Rewrite the records from the start through the line containing "x=645, y=266" as a two-column CSV with columns named text and answer. Give one row per record, with its text and its answer each in a single quoted field and line breaks replaced by spaces.

Pointing and labeling entries:
╭──

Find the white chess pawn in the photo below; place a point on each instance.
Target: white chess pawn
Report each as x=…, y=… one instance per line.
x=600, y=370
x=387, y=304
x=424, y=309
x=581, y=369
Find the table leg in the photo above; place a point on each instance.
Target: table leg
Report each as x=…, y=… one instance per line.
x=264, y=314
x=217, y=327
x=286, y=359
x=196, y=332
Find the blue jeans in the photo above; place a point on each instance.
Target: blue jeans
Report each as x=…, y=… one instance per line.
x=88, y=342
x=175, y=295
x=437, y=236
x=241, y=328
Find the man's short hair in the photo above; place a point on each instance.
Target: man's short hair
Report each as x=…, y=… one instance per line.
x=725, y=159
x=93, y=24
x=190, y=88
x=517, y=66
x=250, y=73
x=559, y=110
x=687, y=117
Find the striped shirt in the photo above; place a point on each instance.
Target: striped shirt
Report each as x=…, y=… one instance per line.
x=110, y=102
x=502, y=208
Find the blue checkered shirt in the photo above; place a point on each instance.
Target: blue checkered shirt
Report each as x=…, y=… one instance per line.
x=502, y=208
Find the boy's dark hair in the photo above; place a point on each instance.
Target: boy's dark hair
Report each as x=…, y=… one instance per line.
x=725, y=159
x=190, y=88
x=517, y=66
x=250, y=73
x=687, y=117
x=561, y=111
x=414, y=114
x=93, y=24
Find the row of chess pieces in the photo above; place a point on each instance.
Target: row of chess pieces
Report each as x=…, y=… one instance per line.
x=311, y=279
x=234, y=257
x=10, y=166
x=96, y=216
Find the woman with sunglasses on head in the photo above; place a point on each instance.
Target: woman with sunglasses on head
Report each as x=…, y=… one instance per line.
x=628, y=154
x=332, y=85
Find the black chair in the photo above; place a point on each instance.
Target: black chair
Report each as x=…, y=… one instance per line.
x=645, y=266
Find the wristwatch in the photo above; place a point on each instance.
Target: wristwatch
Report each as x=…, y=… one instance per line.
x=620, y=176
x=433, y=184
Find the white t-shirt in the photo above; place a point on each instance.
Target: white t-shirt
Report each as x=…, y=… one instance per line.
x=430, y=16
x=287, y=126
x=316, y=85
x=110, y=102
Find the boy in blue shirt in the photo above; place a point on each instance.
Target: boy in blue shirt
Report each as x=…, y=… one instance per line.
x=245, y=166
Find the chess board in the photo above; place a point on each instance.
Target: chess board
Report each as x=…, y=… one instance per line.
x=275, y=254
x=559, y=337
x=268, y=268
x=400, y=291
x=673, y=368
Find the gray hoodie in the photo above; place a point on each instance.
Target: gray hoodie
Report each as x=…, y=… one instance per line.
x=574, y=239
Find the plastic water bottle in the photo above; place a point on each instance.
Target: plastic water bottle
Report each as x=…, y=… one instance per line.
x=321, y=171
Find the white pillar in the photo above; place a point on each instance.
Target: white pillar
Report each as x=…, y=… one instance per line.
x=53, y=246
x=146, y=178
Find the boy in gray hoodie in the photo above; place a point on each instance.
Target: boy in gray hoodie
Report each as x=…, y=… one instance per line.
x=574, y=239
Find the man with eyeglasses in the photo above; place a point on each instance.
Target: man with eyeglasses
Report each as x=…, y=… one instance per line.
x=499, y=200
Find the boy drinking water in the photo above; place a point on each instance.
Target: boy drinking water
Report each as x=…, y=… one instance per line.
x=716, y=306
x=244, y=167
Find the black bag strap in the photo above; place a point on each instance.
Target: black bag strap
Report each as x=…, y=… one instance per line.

╰──

COMPLETE RESPONSE:
text,answer
"Find the white chess pawn in the photo below; place a point on each instance. Target: white chess pawn Report each as x=…, y=… one instance per line.","x=600, y=370 x=387, y=304 x=424, y=309 x=581, y=369"
"Find the table leg in the photo above; place a point on each instance. Target: table leg Report each as x=…, y=… one instance per line.","x=264, y=314 x=217, y=327 x=286, y=359 x=196, y=332"
"Find the blue jeans in the photo above; place a point on each instance. Target: blue jeans Report each as x=…, y=… one instance per line.","x=88, y=342 x=175, y=295 x=437, y=236 x=241, y=328"
"Find the man's short hair in the photo above; place a point on each instance. Target: man's short hair Report each as x=…, y=… one instance per line.","x=725, y=159 x=93, y=24 x=190, y=88 x=517, y=66 x=250, y=73 x=559, y=110 x=687, y=117"
"Find the striped shirt in the photo above; place a point on each instance. Target: striped shirt Report each as x=…, y=… one instance per line.","x=110, y=102 x=502, y=208"
"Find the blue checkered shirt in the photo above; place a point on each instance. Target: blue checkered shirt Report each as x=…, y=… one instance per line.","x=502, y=208"
"Find the boy's dark hair in the photo above; place a point on each instance. Target: boy's dark hair Report each as x=…, y=… one instance per line.","x=725, y=159 x=190, y=88 x=517, y=66 x=250, y=73 x=687, y=117 x=561, y=111 x=414, y=114 x=93, y=24"
"Find the row of chess pieces in the photo above; place a point on each instance. Target: row of chess pieces Report each as x=…, y=… one instance per line.","x=311, y=279 x=234, y=257 x=10, y=166 x=96, y=216"
"Find the woman with sunglasses on head in the photo above; place a point on each instance. Target: woman with sunglasses on head Report each as x=…, y=… one instance per line.","x=628, y=154 x=332, y=85"
"Find the black chair in the photo above; place a point on each instance. Target: black chair Report each as x=…, y=… one instance per line.","x=645, y=266"